++++ Source extract ++++
Phylogenetic comparative methods
In this workshop will explore some of the tools available in R for analyzing species as data points. For help with R commands to carry out resampling, see the phylogeny tab on the R tips help pages.Rockfish evolution
Rockfish (genus Sebastes) are a hugely diverse group of mainly Pacific Ocean fishes. There are over 100 recognized species inhabiting everything from the intertidal zone to waters over 2000 m deep. They have some of the highest longevities of any fish, with a maximum reported age of 205 years. Data on maximum body size (length), age (lifespan) and habitat depth of 56 species is provided here in a .csv file. The data were gathered from FishBase, from Love (2002), and by Travis Ingram.A phylogenetic tree of the 56 species is provided in a text file here. The tree, from Hyde & Vetter (2007), is a consensus Bayesian tree based on 7 mitochondrial and 2 nuclear genes.
- Download the file containing the phylogenetic tree. Inspect to determine whether it is in newick or nexus format and input into R using the appropriate command.
- Plot the phylogeny. You may have to adjust an option to minimize overlapping the labels. Take a moment to admire the structure of the tree. Branch lengths are intended to reflect time. Does it look like the genus diversified mainly in a sudden early burst, a recent explosion, or a steady growth in the number of species through time? Notice that all the tips are contemporaneous.
- Obtain the species measurements from the data file and input to a data frame. Check that the species names in the trait file and in the phylogenetic tree are identical and are listed in the same order (this is a requirement for the methods we will be using from the ape package).
++++
Problems to solve
1 > According to the rockfish workshop text, why do the species names in the trait file and the tree have to match and appear in the same order?
2 > Pick up the rockfish workshop text after its last step and write the steps that come next.
++++ Information provided ++++
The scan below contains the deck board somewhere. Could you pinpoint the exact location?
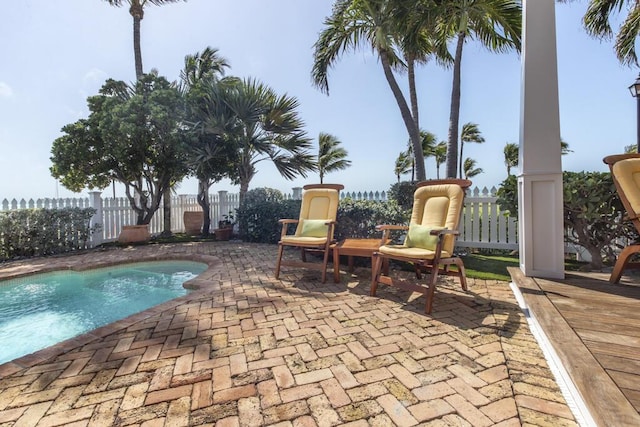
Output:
[509,268,640,426]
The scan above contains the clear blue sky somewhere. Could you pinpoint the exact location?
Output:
[0,0,638,201]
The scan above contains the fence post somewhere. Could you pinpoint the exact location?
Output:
[89,191,104,248]
[292,187,302,200]
[219,190,231,228]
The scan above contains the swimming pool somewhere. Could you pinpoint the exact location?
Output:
[0,261,207,364]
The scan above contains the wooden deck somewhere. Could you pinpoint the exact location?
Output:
[509,268,640,426]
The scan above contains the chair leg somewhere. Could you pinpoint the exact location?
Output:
[424,265,439,314]
[609,245,640,283]
[453,258,468,291]
[322,244,329,283]
[370,252,383,297]
[276,245,284,279]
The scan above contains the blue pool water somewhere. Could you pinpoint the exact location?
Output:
[0,261,207,364]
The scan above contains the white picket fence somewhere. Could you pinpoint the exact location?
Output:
[0,187,518,250]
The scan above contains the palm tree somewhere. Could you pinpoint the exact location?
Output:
[464,157,484,179]
[180,47,232,235]
[407,130,437,181]
[105,0,186,80]
[503,140,573,176]
[583,0,640,65]
[393,151,413,182]
[433,141,447,179]
[223,79,317,201]
[311,0,426,180]
[503,142,520,176]
[459,122,484,177]
[441,0,522,178]
[393,0,453,129]
[318,132,351,184]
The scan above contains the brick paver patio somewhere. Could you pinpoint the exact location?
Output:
[0,242,576,427]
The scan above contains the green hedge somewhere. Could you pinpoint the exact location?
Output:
[0,208,97,261]
[238,188,410,243]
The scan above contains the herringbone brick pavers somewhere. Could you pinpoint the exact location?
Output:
[0,242,575,426]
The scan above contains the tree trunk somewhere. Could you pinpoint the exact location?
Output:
[407,56,420,132]
[458,140,464,177]
[378,50,427,181]
[197,179,211,237]
[447,33,465,178]
[129,0,144,80]
[162,187,173,237]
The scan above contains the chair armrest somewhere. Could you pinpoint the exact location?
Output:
[376,224,409,245]
[278,219,299,224]
[376,224,409,231]
[429,228,460,236]
[278,219,300,239]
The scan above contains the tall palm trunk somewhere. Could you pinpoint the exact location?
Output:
[162,186,173,237]
[197,179,211,236]
[407,55,420,132]
[379,49,427,181]
[458,140,464,178]
[446,33,465,178]
[129,0,144,80]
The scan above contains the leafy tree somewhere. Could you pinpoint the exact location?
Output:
[459,122,484,177]
[393,151,413,182]
[433,141,447,179]
[463,157,484,179]
[441,0,522,178]
[311,0,426,180]
[51,72,187,224]
[583,0,640,65]
[180,47,237,236]
[318,132,351,184]
[105,0,186,80]
[503,142,520,176]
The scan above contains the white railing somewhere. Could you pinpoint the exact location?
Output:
[0,187,518,249]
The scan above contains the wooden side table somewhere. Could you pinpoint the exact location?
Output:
[333,239,388,283]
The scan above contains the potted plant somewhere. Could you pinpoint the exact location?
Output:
[213,212,235,240]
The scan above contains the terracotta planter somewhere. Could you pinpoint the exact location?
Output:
[118,224,151,243]
[213,228,233,240]
[182,211,204,236]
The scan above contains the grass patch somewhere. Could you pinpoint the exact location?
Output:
[462,254,520,282]
[461,254,588,282]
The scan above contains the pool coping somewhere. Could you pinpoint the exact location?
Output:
[0,253,222,379]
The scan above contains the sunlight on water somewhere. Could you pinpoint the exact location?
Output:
[0,262,206,363]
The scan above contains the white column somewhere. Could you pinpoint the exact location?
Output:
[518,0,564,279]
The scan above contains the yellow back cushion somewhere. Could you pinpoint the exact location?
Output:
[612,159,640,215]
[296,188,340,238]
[410,184,464,253]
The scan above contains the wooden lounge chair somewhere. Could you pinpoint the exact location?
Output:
[603,154,640,283]
[276,184,344,283]
[371,179,471,314]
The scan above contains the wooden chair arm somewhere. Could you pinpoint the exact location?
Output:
[278,219,300,239]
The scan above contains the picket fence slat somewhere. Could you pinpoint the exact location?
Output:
[0,187,518,250]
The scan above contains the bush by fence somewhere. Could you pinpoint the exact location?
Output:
[0,208,96,261]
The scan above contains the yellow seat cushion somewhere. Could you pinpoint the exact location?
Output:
[280,235,327,246]
[378,245,451,259]
[612,159,640,216]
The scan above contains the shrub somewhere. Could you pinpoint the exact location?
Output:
[237,188,300,243]
[498,172,637,269]
[238,188,410,243]
[0,208,97,260]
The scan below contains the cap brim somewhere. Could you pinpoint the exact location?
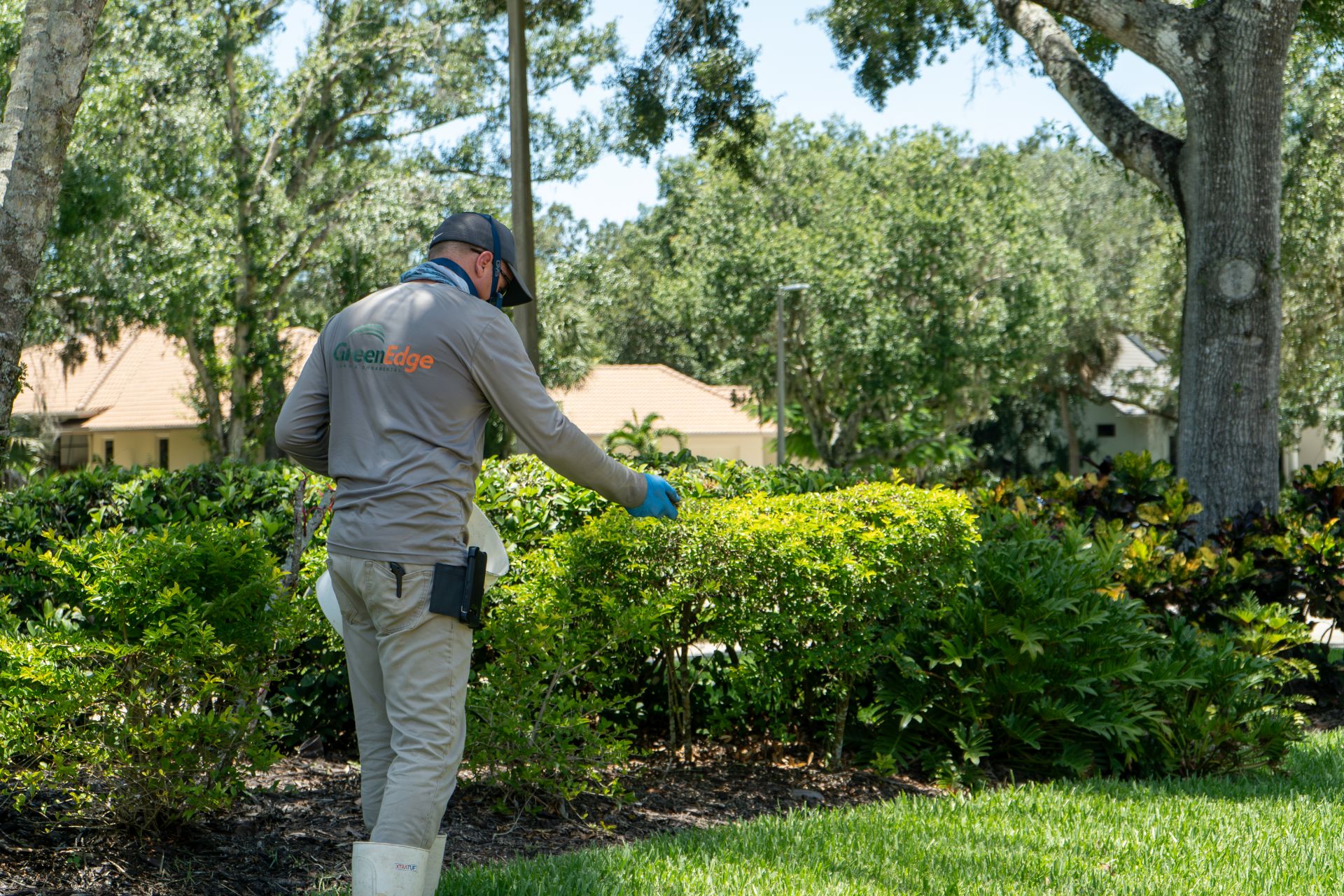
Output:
[504,278,536,307]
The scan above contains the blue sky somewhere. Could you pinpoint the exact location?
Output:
[273,0,1175,224]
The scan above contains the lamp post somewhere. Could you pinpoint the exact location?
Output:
[508,0,540,370]
[774,284,811,466]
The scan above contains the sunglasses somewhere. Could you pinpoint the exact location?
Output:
[472,246,513,295]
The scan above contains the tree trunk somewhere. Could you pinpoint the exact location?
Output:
[1059,390,1084,475]
[1176,18,1296,536]
[0,0,106,444]
[993,0,1302,536]
[831,676,849,771]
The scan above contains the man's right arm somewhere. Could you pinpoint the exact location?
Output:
[472,316,648,507]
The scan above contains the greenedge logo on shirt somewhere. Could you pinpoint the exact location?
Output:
[332,323,434,373]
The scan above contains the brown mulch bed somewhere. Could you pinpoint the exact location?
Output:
[0,750,938,896]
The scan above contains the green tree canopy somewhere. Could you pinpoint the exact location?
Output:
[561,121,1070,468]
[22,0,615,456]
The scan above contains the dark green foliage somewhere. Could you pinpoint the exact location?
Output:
[0,523,290,830]
[476,451,891,554]
[468,484,976,798]
[617,0,770,174]
[0,463,326,618]
[0,451,1322,818]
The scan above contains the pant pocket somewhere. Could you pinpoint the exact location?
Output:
[361,560,434,634]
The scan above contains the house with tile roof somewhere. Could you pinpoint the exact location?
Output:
[13,328,317,470]
[13,328,770,469]
[551,364,774,466]
[1079,333,1344,477]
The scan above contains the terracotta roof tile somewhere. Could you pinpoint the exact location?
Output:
[540,364,762,435]
[13,328,317,433]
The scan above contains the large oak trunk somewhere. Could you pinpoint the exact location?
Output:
[1176,18,1293,535]
[0,0,106,444]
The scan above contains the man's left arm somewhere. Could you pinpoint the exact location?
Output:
[276,328,332,475]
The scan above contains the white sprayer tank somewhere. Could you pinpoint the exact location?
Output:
[317,503,508,634]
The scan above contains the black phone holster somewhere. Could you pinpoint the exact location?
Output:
[428,547,485,629]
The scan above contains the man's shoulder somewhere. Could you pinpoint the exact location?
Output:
[341,281,500,328]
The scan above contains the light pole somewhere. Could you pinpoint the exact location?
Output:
[774,284,811,466]
[508,0,540,368]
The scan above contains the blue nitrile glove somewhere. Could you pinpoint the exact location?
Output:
[625,473,681,520]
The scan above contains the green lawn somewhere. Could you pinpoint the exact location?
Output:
[438,731,1344,896]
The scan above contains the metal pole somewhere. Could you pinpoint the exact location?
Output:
[774,288,786,466]
[774,284,811,466]
[508,0,540,370]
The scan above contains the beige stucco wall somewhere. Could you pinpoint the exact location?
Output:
[89,430,210,470]
[1078,402,1170,461]
[1297,426,1340,466]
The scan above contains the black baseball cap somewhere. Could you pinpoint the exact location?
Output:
[428,211,533,307]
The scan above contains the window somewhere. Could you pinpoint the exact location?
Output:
[57,435,89,470]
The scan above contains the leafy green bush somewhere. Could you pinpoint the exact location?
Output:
[860,509,1309,780]
[476,451,891,554]
[0,463,327,620]
[468,484,976,794]
[0,523,289,829]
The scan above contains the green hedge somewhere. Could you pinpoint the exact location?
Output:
[0,456,1322,817]
[468,484,977,795]
[860,509,1310,782]
[0,523,290,829]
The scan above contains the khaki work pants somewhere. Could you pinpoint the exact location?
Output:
[327,554,472,849]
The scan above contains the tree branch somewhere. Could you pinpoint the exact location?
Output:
[1036,0,1201,80]
[995,0,1184,207]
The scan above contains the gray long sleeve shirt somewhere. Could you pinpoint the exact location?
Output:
[276,282,648,564]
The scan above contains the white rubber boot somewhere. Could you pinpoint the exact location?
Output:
[424,834,447,896]
[351,844,428,896]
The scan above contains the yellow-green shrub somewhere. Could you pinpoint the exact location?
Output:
[0,523,289,829]
[468,484,977,792]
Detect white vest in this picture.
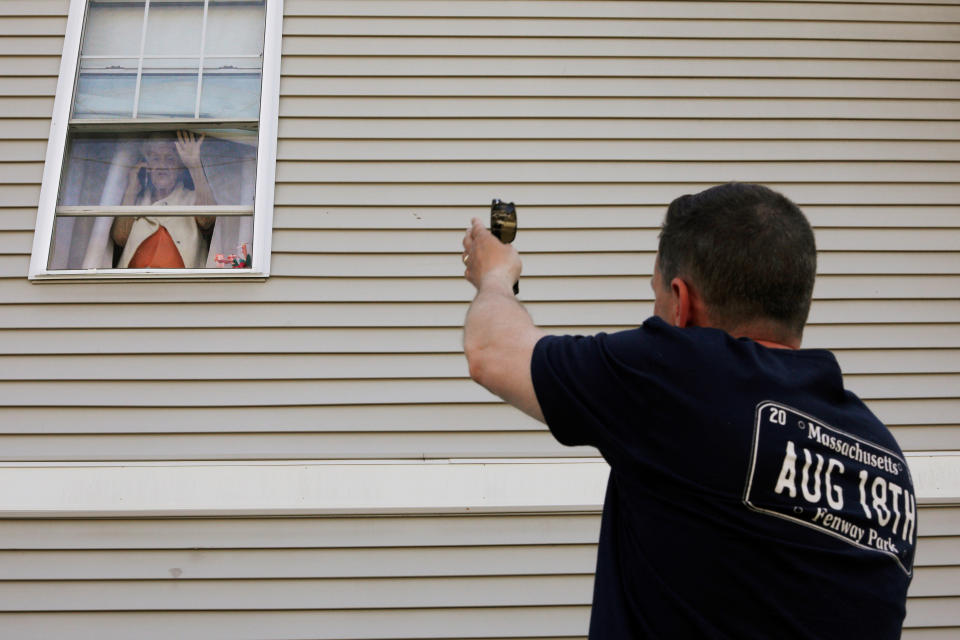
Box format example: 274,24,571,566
117,183,207,269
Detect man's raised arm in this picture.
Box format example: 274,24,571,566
463,218,546,422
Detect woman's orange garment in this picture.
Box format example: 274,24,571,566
127,226,184,269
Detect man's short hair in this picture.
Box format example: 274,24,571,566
659,182,817,336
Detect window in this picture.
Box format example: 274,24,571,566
30,0,282,280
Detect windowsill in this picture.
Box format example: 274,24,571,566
28,269,269,283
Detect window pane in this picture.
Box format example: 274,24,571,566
137,59,200,118
58,129,257,207
73,59,137,118
205,0,265,56
143,0,203,56
200,58,260,119
48,216,253,270
80,2,144,58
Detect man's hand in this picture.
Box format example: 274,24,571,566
461,218,523,295
174,129,207,173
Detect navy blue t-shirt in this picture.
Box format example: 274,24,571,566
531,318,917,640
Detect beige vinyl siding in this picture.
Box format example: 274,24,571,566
0,0,960,460
0,0,960,640
0,508,960,638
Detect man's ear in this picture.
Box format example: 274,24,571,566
670,277,708,328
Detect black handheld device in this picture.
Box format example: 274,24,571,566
490,200,520,295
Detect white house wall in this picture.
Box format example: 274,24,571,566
0,0,960,640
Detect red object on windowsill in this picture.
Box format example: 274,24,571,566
127,226,184,269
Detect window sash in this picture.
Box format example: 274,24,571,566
28,0,283,282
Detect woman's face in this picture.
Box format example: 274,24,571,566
143,140,183,191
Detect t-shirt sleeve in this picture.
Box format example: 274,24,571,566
530,333,643,451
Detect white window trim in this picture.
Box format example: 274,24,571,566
0,451,960,518
28,0,283,282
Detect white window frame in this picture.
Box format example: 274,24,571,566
28,0,283,282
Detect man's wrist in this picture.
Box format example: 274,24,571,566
477,271,515,297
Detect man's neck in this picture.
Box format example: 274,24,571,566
746,336,799,349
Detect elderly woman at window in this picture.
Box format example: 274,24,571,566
111,131,216,269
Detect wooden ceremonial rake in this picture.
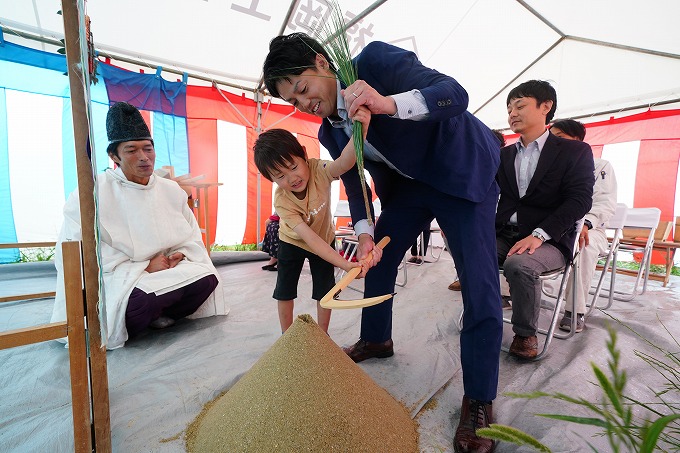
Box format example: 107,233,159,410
320,236,394,309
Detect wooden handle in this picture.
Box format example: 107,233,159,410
320,236,392,307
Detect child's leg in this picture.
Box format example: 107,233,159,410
316,300,332,333
273,241,309,332
279,300,294,333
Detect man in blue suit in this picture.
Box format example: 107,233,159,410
496,80,594,360
263,33,502,452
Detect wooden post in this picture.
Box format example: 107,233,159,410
61,242,92,452
61,0,111,453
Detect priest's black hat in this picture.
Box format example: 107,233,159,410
106,102,153,154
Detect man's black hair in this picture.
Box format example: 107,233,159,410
262,33,335,98
505,80,557,124
549,119,586,141
253,129,307,181
491,129,505,148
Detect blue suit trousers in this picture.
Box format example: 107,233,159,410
361,178,503,401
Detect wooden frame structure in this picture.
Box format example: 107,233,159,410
0,242,111,453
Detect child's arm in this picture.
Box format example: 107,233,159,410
328,106,371,178
293,222,368,278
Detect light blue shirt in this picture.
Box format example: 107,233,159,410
510,130,550,241
328,80,430,237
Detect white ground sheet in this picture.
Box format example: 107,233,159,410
0,249,680,453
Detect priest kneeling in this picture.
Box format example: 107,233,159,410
52,102,228,349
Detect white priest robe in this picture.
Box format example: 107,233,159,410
52,168,229,349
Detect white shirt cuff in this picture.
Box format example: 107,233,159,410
534,228,552,242
354,219,375,237
390,90,430,121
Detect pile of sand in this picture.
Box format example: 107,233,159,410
186,315,418,453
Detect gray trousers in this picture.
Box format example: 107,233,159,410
496,230,565,337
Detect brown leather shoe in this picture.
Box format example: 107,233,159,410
342,339,394,363
453,396,496,453
510,335,538,359
449,280,460,291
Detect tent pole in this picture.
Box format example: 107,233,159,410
61,0,111,453
255,91,264,244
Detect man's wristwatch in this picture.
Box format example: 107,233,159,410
531,230,545,242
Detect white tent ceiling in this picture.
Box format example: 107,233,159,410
0,0,680,128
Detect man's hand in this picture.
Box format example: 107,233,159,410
144,253,170,274
345,260,370,280
168,252,184,269
508,236,543,256
342,80,397,118
357,234,382,268
578,225,590,249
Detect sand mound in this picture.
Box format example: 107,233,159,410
186,315,418,453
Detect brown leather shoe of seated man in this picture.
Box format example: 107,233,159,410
453,396,496,453
509,335,538,360
342,339,394,363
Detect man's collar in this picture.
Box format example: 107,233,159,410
327,79,347,127
516,129,550,151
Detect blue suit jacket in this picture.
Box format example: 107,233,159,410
496,134,595,259
319,41,500,223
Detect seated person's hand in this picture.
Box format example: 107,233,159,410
144,253,170,274
357,234,382,268
349,260,371,280
578,225,590,248
168,252,184,269
508,236,543,256
352,106,371,140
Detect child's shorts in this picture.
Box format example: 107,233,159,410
273,241,335,300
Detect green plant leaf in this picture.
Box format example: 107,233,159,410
640,414,680,453
475,423,550,453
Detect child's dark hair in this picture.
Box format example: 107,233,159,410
262,33,335,98
549,119,586,141
253,129,307,181
505,80,557,124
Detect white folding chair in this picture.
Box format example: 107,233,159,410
430,219,444,263
607,208,661,301
499,219,583,360
583,203,628,316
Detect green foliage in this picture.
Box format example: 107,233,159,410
306,0,372,225
477,324,680,453
476,423,550,453
210,244,257,252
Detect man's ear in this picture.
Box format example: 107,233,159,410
315,53,328,69
541,100,553,115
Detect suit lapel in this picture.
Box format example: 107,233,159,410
524,134,560,196
502,145,519,198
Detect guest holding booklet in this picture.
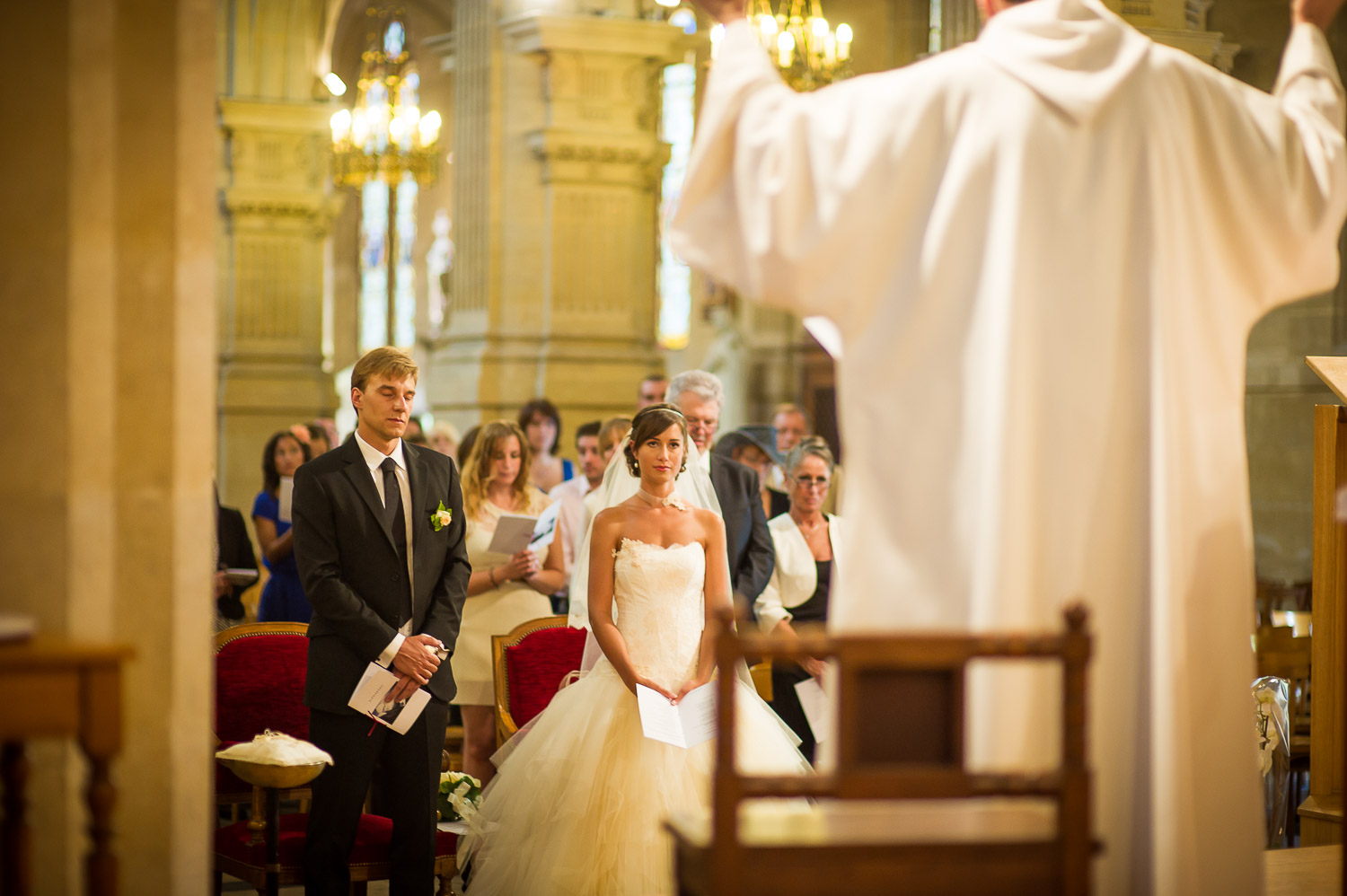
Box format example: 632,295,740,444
753,438,841,762
460,404,808,896
450,420,566,784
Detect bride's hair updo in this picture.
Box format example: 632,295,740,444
624,404,687,477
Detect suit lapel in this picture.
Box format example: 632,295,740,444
342,438,398,554
403,442,431,619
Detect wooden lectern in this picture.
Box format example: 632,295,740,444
1299,357,1347,846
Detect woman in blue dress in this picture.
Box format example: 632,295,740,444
253,430,313,622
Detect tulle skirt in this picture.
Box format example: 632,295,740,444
460,659,810,896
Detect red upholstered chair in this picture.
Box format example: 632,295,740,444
215,622,458,896
492,616,586,748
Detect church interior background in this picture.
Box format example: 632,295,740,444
++++
Expected responses
1 > The workshop uses methods from the ape package, and those methods require identical species names listed in the same order.

2 >
TIPS analysis
Let's begin with an analysis that ignores phylogeny, so that we have a baseline for comparison.- Inspect scatter plots of the species data. Make any necessary transformations here to help meet the assumptions of linear models.
- Choose one pair of variables in the data set to compare (suitably transformed). Carry out a linear model fit ignoring phylogeny for now.
- Examine the diagnostic plots in (2) to check your assumptions.
- Extract the regression coefficients and standard errors from the model object created in (2). Take note of the values for the slope estimate.
- Obtain the correlation coefficient between the variables used in (2). Take note of the value of the estimate.
PICs (phylogenetically independent contrasts)
Let's use the same variables and apply phylogenetically independent contrasts instead.- Convert the same two variables used in your TIPS analysis to phylogenetically independent contrasts. Create a scatter plot of the contrasts in your two variables. Are they associated?
- Fit a linear model to the independent contrasts you created in (1). Use the contrasts corresponding to the same response and explanatory variables as in your TIPS analysis. Examine the diagnostic plots to check the linear model assumptions.
- Extract the regression coefficients and standard errors from the model object created in (2). How does the slope* compare with that obtained in your TIPS analysis? Is the standard error from the PICs analysis greater than, less than, or the same as in your TIPS analysis? (Meta-analyses have often found that PICs yield a similar answer to an analysis that ignores phylogeny, but your specific case might or might not.)
- Calculate the correlation coefficient** on the independent contrasts (consult the R tips pages if necessary).
** 0.625
General least squares
- Carry out the equivalent analysis to PICs using general least squares instead. Confirm that the slope coefficient and its standard error are identical to that obtained in the analysis of independent contrasts.
- Examine the residual plot from the model fit in (1). Notice that the mean of the residuals is not zero (calculate the mean of the residuals to confirm this). This is because the GLS analysis does not weight each of the observations equally.
- (In effect, GLS fits a linear model to the variables after transforming them according to values computed from the phylogenetic correlation matrix. A disadvantage of the residual plot here is that we aren't seeing the diagnostic plot for the transformed variables, which would be nice. These can be calculated "by hand" but it is no fun*.)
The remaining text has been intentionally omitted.